====== Data provided ======

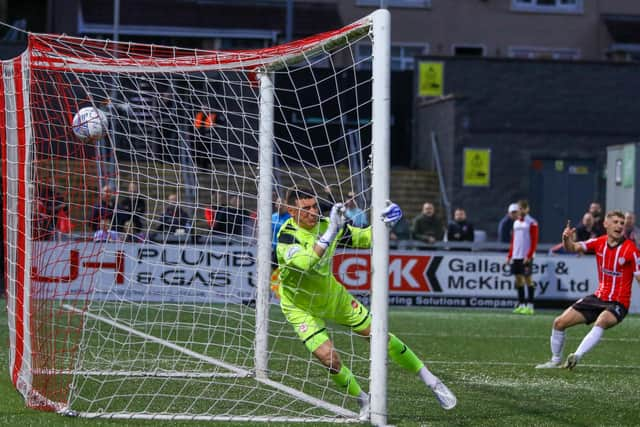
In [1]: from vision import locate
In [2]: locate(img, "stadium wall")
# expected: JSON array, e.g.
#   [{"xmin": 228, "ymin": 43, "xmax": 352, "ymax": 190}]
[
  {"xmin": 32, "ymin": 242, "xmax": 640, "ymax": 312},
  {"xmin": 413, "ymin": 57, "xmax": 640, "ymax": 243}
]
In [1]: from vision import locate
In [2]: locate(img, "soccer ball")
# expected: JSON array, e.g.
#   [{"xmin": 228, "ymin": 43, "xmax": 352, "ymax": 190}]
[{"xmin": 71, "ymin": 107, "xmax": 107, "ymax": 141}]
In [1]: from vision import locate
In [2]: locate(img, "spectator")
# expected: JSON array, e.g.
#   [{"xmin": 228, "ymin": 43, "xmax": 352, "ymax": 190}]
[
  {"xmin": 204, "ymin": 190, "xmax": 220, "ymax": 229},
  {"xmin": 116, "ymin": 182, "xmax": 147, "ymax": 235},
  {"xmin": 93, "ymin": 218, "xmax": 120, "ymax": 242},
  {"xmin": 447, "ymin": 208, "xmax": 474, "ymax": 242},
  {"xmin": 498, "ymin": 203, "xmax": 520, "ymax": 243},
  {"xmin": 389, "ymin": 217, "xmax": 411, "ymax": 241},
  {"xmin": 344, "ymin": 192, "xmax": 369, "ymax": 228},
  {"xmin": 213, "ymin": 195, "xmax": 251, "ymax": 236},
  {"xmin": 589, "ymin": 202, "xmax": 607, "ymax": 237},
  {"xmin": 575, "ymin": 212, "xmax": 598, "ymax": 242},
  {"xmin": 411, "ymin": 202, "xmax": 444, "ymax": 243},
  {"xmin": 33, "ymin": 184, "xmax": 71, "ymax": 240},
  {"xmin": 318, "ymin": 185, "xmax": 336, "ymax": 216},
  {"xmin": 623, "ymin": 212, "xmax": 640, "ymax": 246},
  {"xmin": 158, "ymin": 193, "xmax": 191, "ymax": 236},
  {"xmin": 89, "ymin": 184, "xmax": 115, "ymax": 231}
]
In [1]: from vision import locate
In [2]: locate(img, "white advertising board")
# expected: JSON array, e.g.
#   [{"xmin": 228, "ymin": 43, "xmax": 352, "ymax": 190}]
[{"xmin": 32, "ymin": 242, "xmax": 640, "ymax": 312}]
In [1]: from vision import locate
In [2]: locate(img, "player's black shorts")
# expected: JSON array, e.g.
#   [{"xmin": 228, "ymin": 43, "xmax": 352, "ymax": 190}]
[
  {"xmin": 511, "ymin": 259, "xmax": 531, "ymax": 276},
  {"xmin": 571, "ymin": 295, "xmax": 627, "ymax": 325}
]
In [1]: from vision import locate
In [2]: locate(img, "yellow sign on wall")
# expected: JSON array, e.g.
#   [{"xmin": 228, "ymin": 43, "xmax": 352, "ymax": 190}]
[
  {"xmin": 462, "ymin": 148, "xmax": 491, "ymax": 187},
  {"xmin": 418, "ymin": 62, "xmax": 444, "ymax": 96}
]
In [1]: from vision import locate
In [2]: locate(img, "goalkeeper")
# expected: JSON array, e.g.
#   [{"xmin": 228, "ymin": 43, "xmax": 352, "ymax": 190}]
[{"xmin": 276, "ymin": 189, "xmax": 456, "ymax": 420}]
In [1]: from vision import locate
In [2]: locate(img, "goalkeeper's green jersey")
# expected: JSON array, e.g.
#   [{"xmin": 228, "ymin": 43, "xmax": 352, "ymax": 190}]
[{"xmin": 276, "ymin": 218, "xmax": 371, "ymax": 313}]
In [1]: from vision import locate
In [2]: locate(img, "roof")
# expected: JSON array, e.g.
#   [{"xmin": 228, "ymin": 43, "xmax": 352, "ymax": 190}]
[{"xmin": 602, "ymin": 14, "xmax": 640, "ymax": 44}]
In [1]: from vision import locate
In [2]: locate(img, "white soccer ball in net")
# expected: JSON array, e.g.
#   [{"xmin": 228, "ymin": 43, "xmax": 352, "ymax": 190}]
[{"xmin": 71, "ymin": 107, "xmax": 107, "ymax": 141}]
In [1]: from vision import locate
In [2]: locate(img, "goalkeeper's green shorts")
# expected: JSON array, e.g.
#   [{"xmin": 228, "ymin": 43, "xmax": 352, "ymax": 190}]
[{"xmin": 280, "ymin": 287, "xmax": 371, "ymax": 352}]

======

Write out each entry exactly as given, omitting any picture.

### Correct response
In [1]: from vision import locate
In [2]: locate(img, "stadium wall")
# expected: JSON array, e.g.
#   [{"xmin": 228, "ymin": 43, "xmax": 352, "ymax": 190}]
[
  {"xmin": 32, "ymin": 242, "xmax": 640, "ymax": 312},
  {"xmin": 413, "ymin": 57, "xmax": 640, "ymax": 243}
]
In [1]: from vision import locate
In [2]: locate(img, "soccer ball")
# expected: JSON array, e.g.
#   [{"xmin": 228, "ymin": 43, "xmax": 352, "ymax": 190}]
[{"xmin": 71, "ymin": 107, "xmax": 107, "ymax": 141}]
In [1]: from vision import locate
In [2]: locate(img, "spectator")
# expected: JSON array, e.g.
#   [{"xmin": 228, "ymin": 43, "xmax": 352, "ymax": 190}]
[
  {"xmin": 204, "ymin": 190, "xmax": 220, "ymax": 229},
  {"xmin": 116, "ymin": 182, "xmax": 147, "ymax": 235},
  {"xmin": 93, "ymin": 218, "xmax": 120, "ymax": 242},
  {"xmin": 447, "ymin": 208, "xmax": 474, "ymax": 242},
  {"xmin": 498, "ymin": 203, "xmax": 520, "ymax": 243},
  {"xmin": 389, "ymin": 217, "xmax": 411, "ymax": 241},
  {"xmin": 344, "ymin": 192, "xmax": 369, "ymax": 228},
  {"xmin": 213, "ymin": 195, "xmax": 251, "ymax": 236},
  {"xmin": 589, "ymin": 202, "xmax": 607, "ymax": 237},
  {"xmin": 575, "ymin": 212, "xmax": 598, "ymax": 242},
  {"xmin": 411, "ymin": 202, "xmax": 444, "ymax": 243},
  {"xmin": 33, "ymin": 184, "xmax": 71, "ymax": 240},
  {"xmin": 318, "ymin": 185, "xmax": 336, "ymax": 216},
  {"xmin": 623, "ymin": 212, "xmax": 640, "ymax": 246},
  {"xmin": 158, "ymin": 193, "xmax": 191, "ymax": 236},
  {"xmin": 89, "ymin": 184, "xmax": 115, "ymax": 231}
]
In [1]: from vision import locate
In [2]: locate(img, "white advertising board")
# expected: JSON array, e.g.
#   [{"xmin": 228, "ymin": 43, "xmax": 352, "ymax": 190}]
[{"xmin": 32, "ymin": 242, "xmax": 640, "ymax": 312}]
In [1]: from vision import locate
In [2]: locate(img, "player's black shorts")
# expected: JSON array, e.g.
#   [{"xmin": 228, "ymin": 43, "xmax": 352, "ymax": 190}]
[
  {"xmin": 511, "ymin": 259, "xmax": 531, "ymax": 276},
  {"xmin": 571, "ymin": 295, "xmax": 627, "ymax": 325}
]
In [1]: from vision import locate
In [2]: locate(img, "yellow sign on wall")
# expected: JSON array, e.g.
#   [{"xmin": 228, "ymin": 43, "xmax": 352, "ymax": 190}]
[
  {"xmin": 462, "ymin": 148, "xmax": 491, "ymax": 187},
  {"xmin": 418, "ymin": 62, "xmax": 444, "ymax": 96}
]
In [1]: from vision import locate
In [2]: locate(img, "goalkeeper")
# expected: JSON array, e.g.
#   [{"xmin": 228, "ymin": 43, "xmax": 352, "ymax": 190}]
[{"xmin": 276, "ymin": 189, "xmax": 456, "ymax": 420}]
In [1]: from vision import locate
In [2]: locate(img, "goalkeeper's green jersey")
# expected: JSON array, e.g.
#   [{"xmin": 228, "ymin": 43, "xmax": 352, "ymax": 190}]
[{"xmin": 276, "ymin": 218, "xmax": 371, "ymax": 313}]
In [1]: from vision import locate
In [2]: locate(img, "roof")
# expected: JSON array, e.g.
#   [{"xmin": 228, "ymin": 43, "xmax": 352, "ymax": 190}]
[{"xmin": 602, "ymin": 14, "xmax": 640, "ymax": 44}]
In [1]: from vision import locate
In [2]: locate(img, "white soccer ball in net")
# expected: JSON array, e.g.
#   [{"xmin": 228, "ymin": 43, "xmax": 352, "ymax": 190}]
[{"xmin": 71, "ymin": 107, "xmax": 107, "ymax": 141}]
In [1]: from vision import locate
In [2]: locate(img, "goalkeeper's green shorts")
# expected: JSON array, e.g.
#   [{"xmin": 228, "ymin": 43, "xmax": 352, "ymax": 190}]
[{"xmin": 280, "ymin": 287, "xmax": 371, "ymax": 352}]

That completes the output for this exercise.